Mendengar sebuah
cerita dari seorang teman tentang seorang teman, yang (menurutku) menggelikan. Entahlah.
Mungkin aku yang kurang bisa memahami sikap seperti itu, atau mungkin memang
dia yang terlalu berlebihan.
***
Berencana mengajar di sebuah pesantren di daerah yang (lumayan)
pelosok. Dia pun berangkat ke sana dengan tekad yang mungkin setengah bulat. Karena
awalnya dia tak bersedia, tetapi setelah dipujuk akhirnya mau juga. Dan datanglah
ia ke sana, mengenal lingkungan yang mungkin menurutnya sangat jauh dari
bayangannya; tempat yang pelosok, asrama yang ‘menyedihkan’ buat anak-anak,
makanan yang disediakan sungguh (mungkin) membuatnya tak ingin memakannya.
Walhasil, dia pun tak tahan dan pulang ke tempat asalnya;
hari ini datang, besoknya percobaan, besoknya lagi langsung pulang ke kampong halaman.

→ **Soal Singkat 1**: Tentukan apakah setiap pernyataan berikut sesuai dengan cerita tentang rencana mengajar di pesantren: (a) sejak awal ia bersedia berangkat ke pesantren; (b) pesantren itu terletak di daerah yang lumayan pelosok; (c) ia akhirnya pulang ke kampung halamannya. Jawab ya atau tidak untuk masing-masing, disertai kutipan persis dari cerita yang menjadi penentunya.
→ **Soal Singkat 2**: Teruskan cerita tentang rencana mengajar di pesantren itu, dimulai tepat setelah kalimat terakhirnya.

Butir dari sumber data

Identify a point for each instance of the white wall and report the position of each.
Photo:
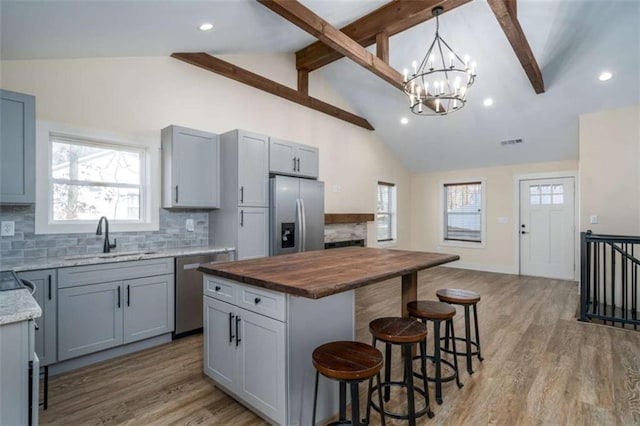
(140, 96)
(499, 252)
(610, 171)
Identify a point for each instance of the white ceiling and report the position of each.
(573, 41)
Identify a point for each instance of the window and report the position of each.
(463, 212)
(89, 180)
(386, 212)
(89, 174)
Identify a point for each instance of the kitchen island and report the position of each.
(264, 317)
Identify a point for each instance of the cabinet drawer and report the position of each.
(117, 271)
(261, 301)
(220, 289)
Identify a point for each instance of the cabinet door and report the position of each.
(148, 307)
(307, 161)
(281, 157)
(17, 148)
(261, 369)
(195, 171)
(253, 170)
(89, 319)
(47, 296)
(219, 341)
(253, 232)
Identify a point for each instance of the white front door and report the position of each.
(547, 228)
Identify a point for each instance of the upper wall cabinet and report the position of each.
(245, 168)
(17, 148)
(190, 168)
(294, 159)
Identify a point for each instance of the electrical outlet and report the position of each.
(8, 228)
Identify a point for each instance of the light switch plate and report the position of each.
(8, 228)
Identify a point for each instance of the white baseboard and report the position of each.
(485, 268)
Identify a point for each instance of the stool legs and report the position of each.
(475, 321)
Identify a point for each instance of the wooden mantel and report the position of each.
(333, 218)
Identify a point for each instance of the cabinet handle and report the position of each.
(238, 339)
(231, 336)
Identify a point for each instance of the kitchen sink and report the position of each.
(108, 255)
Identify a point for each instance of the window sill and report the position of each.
(463, 244)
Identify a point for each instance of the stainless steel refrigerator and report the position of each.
(296, 215)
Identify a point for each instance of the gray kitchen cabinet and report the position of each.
(245, 168)
(244, 349)
(46, 295)
(190, 168)
(253, 232)
(17, 395)
(17, 148)
(89, 319)
(137, 303)
(243, 218)
(292, 158)
(148, 307)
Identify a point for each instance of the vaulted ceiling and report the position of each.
(573, 42)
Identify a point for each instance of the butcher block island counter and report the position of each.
(264, 317)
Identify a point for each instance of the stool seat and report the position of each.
(347, 360)
(431, 310)
(458, 296)
(398, 330)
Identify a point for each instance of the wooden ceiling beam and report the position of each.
(391, 18)
(226, 69)
(304, 18)
(505, 11)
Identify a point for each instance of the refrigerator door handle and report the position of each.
(303, 236)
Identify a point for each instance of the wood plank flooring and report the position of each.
(541, 366)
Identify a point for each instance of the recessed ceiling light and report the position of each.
(606, 75)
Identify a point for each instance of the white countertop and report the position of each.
(91, 259)
(17, 305)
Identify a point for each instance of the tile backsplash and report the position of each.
(171, 234)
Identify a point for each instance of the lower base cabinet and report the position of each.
(245, 353)
(95, 317)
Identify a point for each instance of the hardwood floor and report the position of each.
(541, 366)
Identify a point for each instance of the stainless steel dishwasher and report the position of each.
(189, 290)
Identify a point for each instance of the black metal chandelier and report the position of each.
(440, 84)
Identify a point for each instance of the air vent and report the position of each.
(511, 142)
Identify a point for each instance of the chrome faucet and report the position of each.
(107, 246)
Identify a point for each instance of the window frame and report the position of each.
(483, 213)
(149, 172)
(392, 213)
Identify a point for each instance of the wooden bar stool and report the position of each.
(405, 332)
(465, 298)
(436, 312)
(349, 363)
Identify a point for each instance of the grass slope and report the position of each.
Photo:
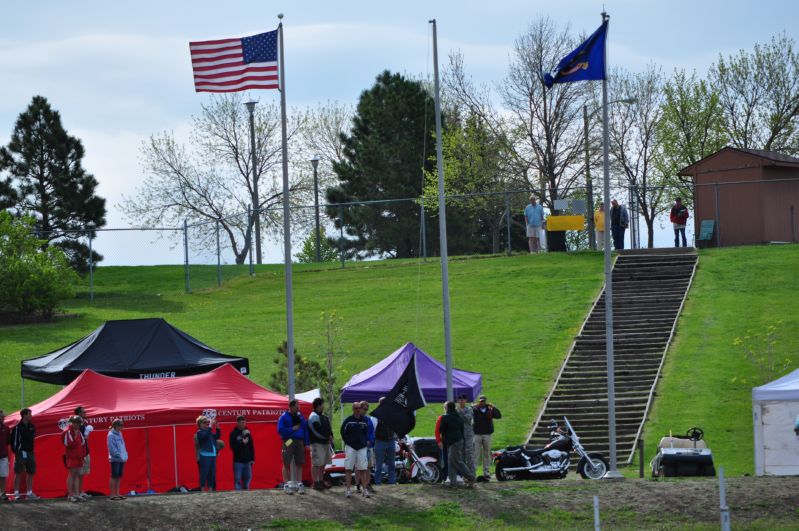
(513, 319)
(707, 382)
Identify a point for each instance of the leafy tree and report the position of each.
(46, 179)
(308, 374)
(35, 277)
(385, 157)
(327, 252)
(759, 94)
(690, 128)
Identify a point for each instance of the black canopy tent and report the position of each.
(134, 348)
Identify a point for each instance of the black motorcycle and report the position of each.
(551, 461)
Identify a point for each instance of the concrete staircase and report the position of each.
(649, 287)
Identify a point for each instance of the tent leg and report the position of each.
(175, 453)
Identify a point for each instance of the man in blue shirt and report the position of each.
(533, 218)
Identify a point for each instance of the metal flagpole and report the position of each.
(286, 220)
(442, 220)
(612, 473)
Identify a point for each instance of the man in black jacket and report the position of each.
(451, 429)
(321, 435)
(243, 454)
(484, 415)
(22, 437)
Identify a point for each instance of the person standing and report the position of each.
(679, 218)
(293, 430)
(243, 454)
(85, 429)
(22, 440)
(321, 437)
(74, 455)
(484, 415)
(534, 219)
(117, 457)
(385, 451)
(467, 415)
(452, 436)
(619, 221)
(358, 434)
(5, 443)
(599, 226)
(208, 433)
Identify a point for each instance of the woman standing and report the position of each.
(75, 445)
(206, 440)
(117, 456)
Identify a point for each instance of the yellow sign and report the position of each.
(559, 223)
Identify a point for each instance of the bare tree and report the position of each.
(759, 93)
(210, 178)
(632, 131)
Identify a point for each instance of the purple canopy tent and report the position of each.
(378, 380)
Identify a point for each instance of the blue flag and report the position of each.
(586, 62)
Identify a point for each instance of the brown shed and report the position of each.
(752, 196)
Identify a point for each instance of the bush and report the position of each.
(35, 277)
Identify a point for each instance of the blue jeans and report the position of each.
(385, 452)
(207, 465)
(242, 475)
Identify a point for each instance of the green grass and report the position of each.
(513, 319)
(707, 382)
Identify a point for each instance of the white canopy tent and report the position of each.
(775, 411)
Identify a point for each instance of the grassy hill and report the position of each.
(512, 319)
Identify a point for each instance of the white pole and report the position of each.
(286, 220)
(442, 221)
(613, 472)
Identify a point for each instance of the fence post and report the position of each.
(718, 226)
(91, 269)
(186, 254)
(424, 233)
(341, 234)
(249, 251)
(218, 258)
(507, 218)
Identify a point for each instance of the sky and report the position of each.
(120, 71)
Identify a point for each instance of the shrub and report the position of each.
(35, 277)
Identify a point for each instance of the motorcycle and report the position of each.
(551, 461)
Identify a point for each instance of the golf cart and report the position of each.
(686, 455)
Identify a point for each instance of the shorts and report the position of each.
(87, 466)
(321, 454)
(116, 469)
(25, 465)
(294, 452)
(355, 459)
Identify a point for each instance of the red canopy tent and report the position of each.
(159, 417)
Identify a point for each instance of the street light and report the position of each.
(315, 164)
(256, 201)
(589, 186)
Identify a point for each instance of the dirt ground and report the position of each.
(664, 503)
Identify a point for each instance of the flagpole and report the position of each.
(442, 220)
(286, 218)
(613, 473)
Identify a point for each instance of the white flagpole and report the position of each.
(286, 218)
(613, 473)
(442, 221)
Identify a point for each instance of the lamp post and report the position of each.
(315, 164)
(256, 201)
(589, 185)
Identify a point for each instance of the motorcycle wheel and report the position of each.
(598, 471)
(499, 472)
(428, 473)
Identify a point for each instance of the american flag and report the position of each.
(232, 65)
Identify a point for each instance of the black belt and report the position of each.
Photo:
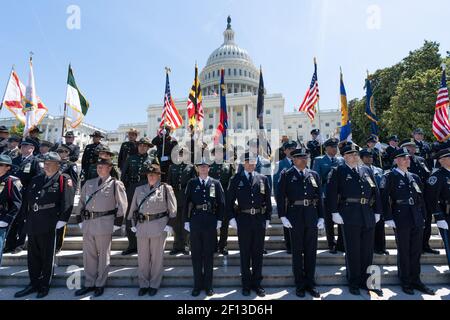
(151, 217)
(87, 215)
(409, 202)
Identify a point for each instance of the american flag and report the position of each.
(170, 116)
(312, 96)
(441, 124)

→ **Hasil Tugas 1**:
(a) Tidak: "awalnya dia tak bersedia, tetapi setelah dipujuk akhirnya mau juga"
(b) Ya: "di daerah yang (lumayan) pelosok"
(c) Ya: "besoknya lagi langsung pulang ke kampong halaman"

→ **Hasil Tugas 2**:
Fiuuh!!! {bukan orang lapangan ni keknya, :)}
Dosen ekologi lingkunganku (orang lapangan) pernah berkata
yang maksudnya kira-kira; bagusnya jadi orang lapangan, bisa survive di mana
saja. Aku setuju banget. Memang harusnya begitu. Seorang guru, yang dibekali
padanya ilmu pengetahuan, yang ia dituntut untuk menyalurkan ilmunya, harusnya
bisa menempatkan diri di mana saja. Karena tak semua sekolah punya fasilitas
seperti yang kita punya waktu kuliah. Itu salah satunya. Salah duanya J, bahwa dia juga harus
bisa beradaptasi dengan lingkungan tempat tinggalnya nanti seandainya dia
menjadi guru untuk sebuah daerah yang sangat jauh dari kesempurnaan fasilitas,
inilah survival. Ini juga menuntut sacrifice, pengorbanan.
I felt so lucky that I ever lived at ‘asrama’ sekolah
sewaktu ‘Aliyah dulu. Asrama yang bagi sebagian orang (mungkin) menyedihkan.1
rumah dengan 8 buah kamar, ditempati sekitar 30 orang. Kamar yang ukurannya
hanya sekitar 4x3m, ditempati 4-5 orang, dengan seperangkat peralatan
masing-masing di dalamnya. Can u imagine it??!! Untung saja dapurnya di luar. Kamar
mandi? Hanya satu. Bayangkan bagaimana rebutannya mandi, berkejaran dengan jam
masuk sekolah; 7.15 pagi. Bahkan tak jarang mandi sebelum subuh menjelang.
Ketika kuliah, kosnya pun rasanya tak jauh berbeda dengan
asramaku dulu; suasananya. Rumahnya kecil. Mungkin orang yang melihat dari luar
tak (bisa) percaya kalau rumah itu memiliki 10 kamar. Dengan 2 orang tiap
kamarnya, berarti penduduknya (idealnya) 20 orang. 2 kamar mandi. Seperti di
asrama juga; rebutan ngantri mandi :D. wkwkwkw.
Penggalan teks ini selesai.